Senin, 29 Februari 2016

The Relationship of Philosophy to Educational Practice - Educational Practice and Theory (Teori dan Praktek Pendidikan)

Pendidikan merupakan kegiatan yang hanya dilakukan manusia dengan lapangan yang sangat luas, yang mencakup semua pengalaman serta pemikiran manusia tentang pendidikan. Pendidikan sebagai suatu praktek dalam kehidupan seperti kegiatan ekonomi, kegiatan hukum, kegiatan agama, dan lain-lain. Selain itu pendidikan juga memiliki beberapa teori-teori yang digunakan sebagai landasannya.
a.       Praktek Pendidikan
Menurut Redja M. (Depdikbud: IKIP Bandung, 1991), praktek pendidikan adalah seperangkat kegiatan bersama yang bertujuan membantu pihak lain agar mengalami perubahan tingkah laku yang diharapkan. Praktek pendidikan dapat dilihat dari tiga aspek, yaitu aspek tujuan, aspek proses, kegiatan, dan aspek dorongan (motivasi). Tujuan praktek pendidikan adalah membantu pihak lain mengalami perubahan tingkah laku fundamental yang diharapkan. Proses kegiatan merupakan seperangkat kegiatan sosial/bersama, usaha menciptakan peristiwa pendidikan dan mengarahkannya, serta merupakan usaha secara sadar atau tidak sadar melaksanakan prinsip-prinsip pendidikan. Dorongan atau motivasi untuk melaksanakan praktek pendidikan muncul karena dirasakan adanya kewajiban untuk menolong orang lain. Praktek pendidikan dapat membahayakan bagi perkembangan harkat kemanusiaan apabila dilakukan tanpa didasarkan pada teori pendidikan atau filsafat pendidikan.
The Relationship of Philosophy to Educational Practice (Sumber : Issues and alternatives in educational philosophy, George R. Kight,1982: 33)

####################

### TUGAS ANDA
[1] Menurut teks tentang praktek pendidikan, kapan praktek pendidikan dapat membahayakan perkembangan harkat kemanusiaan?
[2] Tuliskan kembali dengan persis bagian teks tentang praktek pendidikan, mulai dari "Senin, 29 Februari" hingga dan termasuk "digunakan sebagai landasannya.".
Gunakan hanya teks di atas sebagai sumber.

### BAHAN YANG DISEDIAKAN
####################

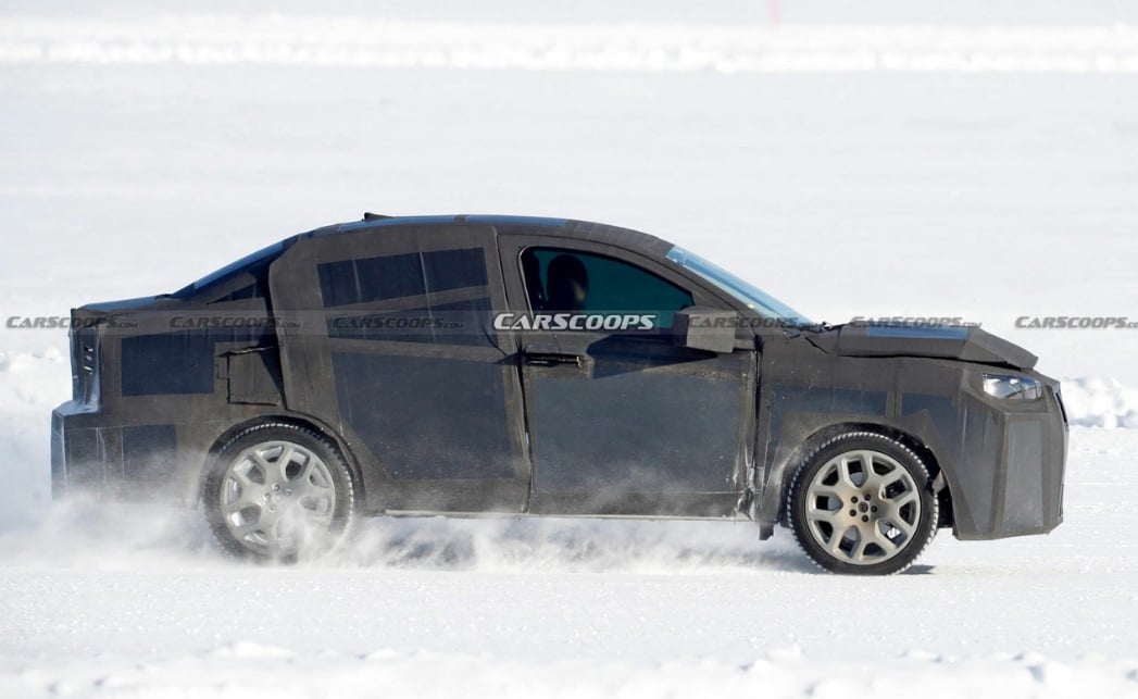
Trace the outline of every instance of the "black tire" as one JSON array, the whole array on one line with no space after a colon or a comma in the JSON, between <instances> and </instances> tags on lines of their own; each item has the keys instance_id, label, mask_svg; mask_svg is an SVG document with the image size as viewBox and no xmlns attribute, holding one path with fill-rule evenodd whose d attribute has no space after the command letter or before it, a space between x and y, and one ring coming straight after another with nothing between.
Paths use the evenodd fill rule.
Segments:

####################

### KUNCI JAWABAN
[1] Apabila dilakukan tanpa didasarkan pada teori pendidikan atau filsafat pendidikan.

[2]
Senin, 29 Februari 2016

The Relationship of Philosophy to Educational Practice - Educational Practice and Theory (Teori dan Praktek Pendidikan)

Pendidikan merupakan kegiatan yang hanya dilakukan manusia dengan lapangan yang sangat luas, yang mencakup semua pengalaman serta pemikiran manusia tentang pendidikan. Pendidikan sebagai suatu praktek dalam kehidupan seperti kegiatan ekonomi, kegiatan hukum, kegiatan agama, dan lain-lain. Selain itu pendidikan juga memiliki beberapa teori-teori yang digunakan sebagai landasannya.